Problems to work on:
- a) Copy the stretch of the post about war movies from "I’m probably one" through "with those DVDs!!!", word for word.
- b) Carry on the post about war movies, picking up after its last sentence.

Text section:
Also Anthony Mann’s MEN IN WAR.
And maybe KING RAT, though it has been a long, long time since seeing it …
Best War movies – probably one of the broadest subject ever, depending on how one is defined, and could be divided into several dozen sub categories within itself – War Action/ War drama/ War Documentaries/ Fiction/ Most Authentic/ Based on real events – Periods/ Historical/ Comedies/ Greco-Roman/ Traditional Hollywood/ British/ Foreign… almost endless. Open for debate but in a traditional sense, a good war movie needs to have good action on top of a good story and stock characters, whether based on facts or fiction. And it wouldn’t hurt to be entertaining. But since this is theauteurs forum, I guess it’s a different ballgame and the criterias for the picks are the obvious ones – serious, important films. Hell, some of the great ones are comedies, like the “The Great Dictator”, “MASH” or even Blake Edwards’ “Operation Petticoat”(aka the Pink Sub). Although a constant critical bias exist, a good war film doesn’t have to be PC or “Anti-War”(a cliched’ term I personnaly despise) to be good. It doesn’t have to be “realistic” either. Samuel Fuller, a decorated vet of many WW2 campaigns himself was once quoted in an interview stating (para-phrase) that “it is literally impossible to make a realistic war movie – unless someone starts a fire in a movie theater, and began shooting real bullets over the audiences, but then people would stop going to the movies!” Believe the Man, he knows.
I’m probably one of the few, if not the only member of this forum who’s actually been fighting in this current conflict(s) at the moment but I’m not taking the high ground. Don’t make no difference ‘cause I’m a film lover first more than anything. Damn the IEDs, full speed ahead with those DVDs!!!

Source data:
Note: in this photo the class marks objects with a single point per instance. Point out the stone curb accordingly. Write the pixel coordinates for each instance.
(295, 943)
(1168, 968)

Answer set:
- a)
I’m probably one of the few, if not the only member of this forum who’s actually been fighting in this current conflict(s) at the moment but I’m not taking the high ground. Don’t make no difference ‘cause I’m a film lover first more than anything. Damn the IEDs, full speed ahead with those DVDs!!!

- b)
Here’s my pick NOT IN ORDER:
-# These five are classics, but echo our current situations these last six years:
Bridges at Toko-Ri
The Sand Pebbles
Guns at Batasi
The Battle of Algiers (very political, though the French commander came out a symphatetic character)
-# Epics/ Large ensemble:
Otto Preminger’s In Harm’s Way
Battle of Britain
The Longest Day (still stands out)
-# Sunken Fleet:
The Cruel Sea
In Which We Serve
-# Death of an army/ Rare subject/ Military disasters:
Kobayashi’s The Human Condition
Ballad of a Soldier
Kokoda (Australian struggle against the Japanese in Pacific jungle)
A Bridge Too Far
Days of Glory (Arab-French Moroccan troops fighting in Europe)
Peckinpah’s Cross of Iron (Retreat from the Russian Front!)
El Alamein (about the Italian defeat in North Africa)
Ichikawa’s Fires on the Plain
Letters from Iwo Jima
Samuel Fuller’s Merril’s Marauders (forgotten army in Burma)
The Thin Red Line
-# Resistance movements/ Mutiny/ Prisoners
Come and See
Rome: Open City
Soldiers of Orange
Melville’s Army of Shadows
The Great Raid
-# Documentaries/ faux-documentary:
Ophul’s The Sorrow and the Pity (ah, …the French)
It Happened Here (faux: British capitulated, Germans occupy Britain!)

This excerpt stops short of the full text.